◆ EXTRACT PROVIDED ◆
Refer to the complete README file.

Deep Dive into the Model Handler Code

Here is a brief overview of each step:

Model Initialization: The ModelHandler loads the Detectron2 model once during startup, checking for GPU availability to set the device (CPU or GPU) accordingly. It initializes the model with the specified weights and configuration, preparing the DefaultPredictor for efficient inference without reloading for each request.
Preprocessing Input Data: For each incoming request, the handler validates the image data, reads it into a BytesIO stream, and uses PIL to convert it to RGB format. It then transforms the image into a NumPy array and converts it to BGR format, ensuring it’s correctly formatted for the model.
Performing Inference: The handler uses the pre-initialized predictor to perform inference on the preprocessed images. It processes each image to obtain predictions like classes, bounding boxes, and scores, utilizing the model efficiently without additional overhead.

◆ DATA TO USE ◆
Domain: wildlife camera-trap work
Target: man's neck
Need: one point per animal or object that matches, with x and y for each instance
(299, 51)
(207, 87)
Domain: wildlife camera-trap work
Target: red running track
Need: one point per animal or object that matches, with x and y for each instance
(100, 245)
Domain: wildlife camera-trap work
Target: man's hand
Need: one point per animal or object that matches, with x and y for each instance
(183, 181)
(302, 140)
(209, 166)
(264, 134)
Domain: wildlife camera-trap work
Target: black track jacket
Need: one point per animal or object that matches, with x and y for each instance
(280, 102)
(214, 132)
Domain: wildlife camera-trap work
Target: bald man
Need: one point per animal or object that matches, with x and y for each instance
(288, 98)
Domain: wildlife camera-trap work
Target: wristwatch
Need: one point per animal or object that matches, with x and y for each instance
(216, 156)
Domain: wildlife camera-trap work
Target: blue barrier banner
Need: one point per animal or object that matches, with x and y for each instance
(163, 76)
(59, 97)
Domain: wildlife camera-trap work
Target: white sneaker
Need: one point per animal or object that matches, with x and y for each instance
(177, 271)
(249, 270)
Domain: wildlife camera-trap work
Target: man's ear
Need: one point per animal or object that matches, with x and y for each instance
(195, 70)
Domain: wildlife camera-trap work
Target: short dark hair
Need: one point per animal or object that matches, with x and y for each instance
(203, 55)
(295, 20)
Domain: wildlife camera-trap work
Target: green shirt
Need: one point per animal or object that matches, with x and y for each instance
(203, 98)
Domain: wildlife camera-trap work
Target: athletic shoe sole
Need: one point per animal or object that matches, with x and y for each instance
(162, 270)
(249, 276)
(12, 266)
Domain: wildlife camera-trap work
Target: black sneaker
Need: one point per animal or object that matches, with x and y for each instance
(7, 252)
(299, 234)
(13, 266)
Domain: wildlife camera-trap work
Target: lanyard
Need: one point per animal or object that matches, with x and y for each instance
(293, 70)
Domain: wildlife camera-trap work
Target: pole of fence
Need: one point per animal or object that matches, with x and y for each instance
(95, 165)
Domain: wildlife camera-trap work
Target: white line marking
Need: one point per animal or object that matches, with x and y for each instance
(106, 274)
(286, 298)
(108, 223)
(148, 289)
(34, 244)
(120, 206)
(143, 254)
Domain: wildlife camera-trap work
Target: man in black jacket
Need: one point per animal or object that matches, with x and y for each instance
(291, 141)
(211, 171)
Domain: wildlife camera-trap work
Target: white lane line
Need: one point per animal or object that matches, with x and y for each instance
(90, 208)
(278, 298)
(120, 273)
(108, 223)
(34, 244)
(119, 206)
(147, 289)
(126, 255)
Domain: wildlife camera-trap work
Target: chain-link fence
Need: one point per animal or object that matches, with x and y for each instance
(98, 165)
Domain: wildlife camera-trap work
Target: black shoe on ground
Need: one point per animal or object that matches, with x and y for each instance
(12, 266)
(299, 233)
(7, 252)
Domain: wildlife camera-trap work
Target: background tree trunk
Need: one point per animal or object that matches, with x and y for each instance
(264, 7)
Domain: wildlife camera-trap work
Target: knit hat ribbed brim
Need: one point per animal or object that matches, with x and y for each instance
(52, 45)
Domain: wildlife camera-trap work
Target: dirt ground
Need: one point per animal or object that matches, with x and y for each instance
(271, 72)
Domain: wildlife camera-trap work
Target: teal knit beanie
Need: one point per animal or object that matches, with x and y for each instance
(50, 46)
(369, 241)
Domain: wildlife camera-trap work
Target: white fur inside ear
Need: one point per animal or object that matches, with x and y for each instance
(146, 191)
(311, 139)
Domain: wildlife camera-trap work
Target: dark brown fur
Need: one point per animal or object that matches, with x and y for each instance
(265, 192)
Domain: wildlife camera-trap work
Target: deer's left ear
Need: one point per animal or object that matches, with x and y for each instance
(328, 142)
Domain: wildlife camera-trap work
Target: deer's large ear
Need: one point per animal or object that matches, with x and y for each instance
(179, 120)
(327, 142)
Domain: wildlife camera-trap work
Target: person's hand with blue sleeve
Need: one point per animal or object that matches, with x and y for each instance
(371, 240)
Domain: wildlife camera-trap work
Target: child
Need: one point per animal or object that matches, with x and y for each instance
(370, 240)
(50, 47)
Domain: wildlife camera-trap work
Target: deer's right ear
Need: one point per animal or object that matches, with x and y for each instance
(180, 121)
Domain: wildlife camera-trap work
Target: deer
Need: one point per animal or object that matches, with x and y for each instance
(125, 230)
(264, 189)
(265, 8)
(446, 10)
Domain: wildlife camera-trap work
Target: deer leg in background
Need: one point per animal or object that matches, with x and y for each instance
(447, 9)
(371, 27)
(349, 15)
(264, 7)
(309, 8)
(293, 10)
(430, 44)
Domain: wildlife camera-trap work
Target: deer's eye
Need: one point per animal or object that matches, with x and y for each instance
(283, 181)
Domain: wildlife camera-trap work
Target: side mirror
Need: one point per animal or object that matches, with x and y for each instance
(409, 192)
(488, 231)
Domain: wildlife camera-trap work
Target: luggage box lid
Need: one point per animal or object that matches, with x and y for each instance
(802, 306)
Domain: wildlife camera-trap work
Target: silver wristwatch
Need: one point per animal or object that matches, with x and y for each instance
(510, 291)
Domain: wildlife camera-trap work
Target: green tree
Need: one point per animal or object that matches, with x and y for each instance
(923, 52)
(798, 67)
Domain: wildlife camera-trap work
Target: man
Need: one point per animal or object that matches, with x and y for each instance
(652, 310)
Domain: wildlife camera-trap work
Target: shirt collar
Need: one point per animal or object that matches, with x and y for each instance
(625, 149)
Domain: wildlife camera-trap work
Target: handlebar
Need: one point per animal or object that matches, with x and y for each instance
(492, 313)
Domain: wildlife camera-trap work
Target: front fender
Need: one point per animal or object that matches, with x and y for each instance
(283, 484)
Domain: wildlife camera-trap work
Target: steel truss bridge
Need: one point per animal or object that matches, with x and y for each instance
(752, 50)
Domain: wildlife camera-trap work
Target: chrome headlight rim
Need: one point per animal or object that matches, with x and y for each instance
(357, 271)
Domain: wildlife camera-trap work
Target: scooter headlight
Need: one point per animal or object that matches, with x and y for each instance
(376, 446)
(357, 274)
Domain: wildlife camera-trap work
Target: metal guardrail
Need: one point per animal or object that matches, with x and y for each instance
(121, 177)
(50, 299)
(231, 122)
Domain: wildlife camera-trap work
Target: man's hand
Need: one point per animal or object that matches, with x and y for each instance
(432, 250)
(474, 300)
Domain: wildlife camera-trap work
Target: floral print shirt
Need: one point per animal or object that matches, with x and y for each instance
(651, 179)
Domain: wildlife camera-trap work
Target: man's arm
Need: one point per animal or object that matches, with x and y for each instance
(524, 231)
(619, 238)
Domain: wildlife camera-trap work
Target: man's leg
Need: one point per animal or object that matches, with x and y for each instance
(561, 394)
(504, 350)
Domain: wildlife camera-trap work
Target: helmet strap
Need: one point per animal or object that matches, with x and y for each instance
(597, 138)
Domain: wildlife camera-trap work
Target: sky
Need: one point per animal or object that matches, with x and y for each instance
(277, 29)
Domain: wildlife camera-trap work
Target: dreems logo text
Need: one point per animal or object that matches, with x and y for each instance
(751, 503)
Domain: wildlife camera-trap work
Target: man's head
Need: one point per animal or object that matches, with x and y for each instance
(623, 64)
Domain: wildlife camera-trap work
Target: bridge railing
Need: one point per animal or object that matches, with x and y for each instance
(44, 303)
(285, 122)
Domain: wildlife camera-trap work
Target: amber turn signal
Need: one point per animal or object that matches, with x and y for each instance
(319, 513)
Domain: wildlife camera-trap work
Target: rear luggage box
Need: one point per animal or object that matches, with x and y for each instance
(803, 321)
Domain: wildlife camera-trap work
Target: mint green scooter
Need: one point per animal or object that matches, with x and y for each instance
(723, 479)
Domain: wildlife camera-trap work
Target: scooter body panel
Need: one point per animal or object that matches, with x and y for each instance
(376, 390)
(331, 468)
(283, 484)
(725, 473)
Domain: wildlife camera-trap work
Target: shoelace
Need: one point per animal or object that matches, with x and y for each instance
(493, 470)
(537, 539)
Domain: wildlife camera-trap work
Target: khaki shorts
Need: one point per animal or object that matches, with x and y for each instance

◆ THINGS TO DO ◆
1. Answer these questions about the model handler overview:
(a) What does the ModelHandler check for at startup to set the device?
(b) Which library converts the image data to RGB format?
(c) What predictions does the handler obtain for each image?
2. Pick out every line of the listing that contains the string "scooter".
The model handler overview and the listing have no connection to each other.

◆ TASK SOLUTIONS ◆
1.
(a) GPU availability
(b) PIL
(c) Classes, bounding boxes, and scores

2.
Target: scooter headlight
Target: mint green scooter
Target: scooter body panel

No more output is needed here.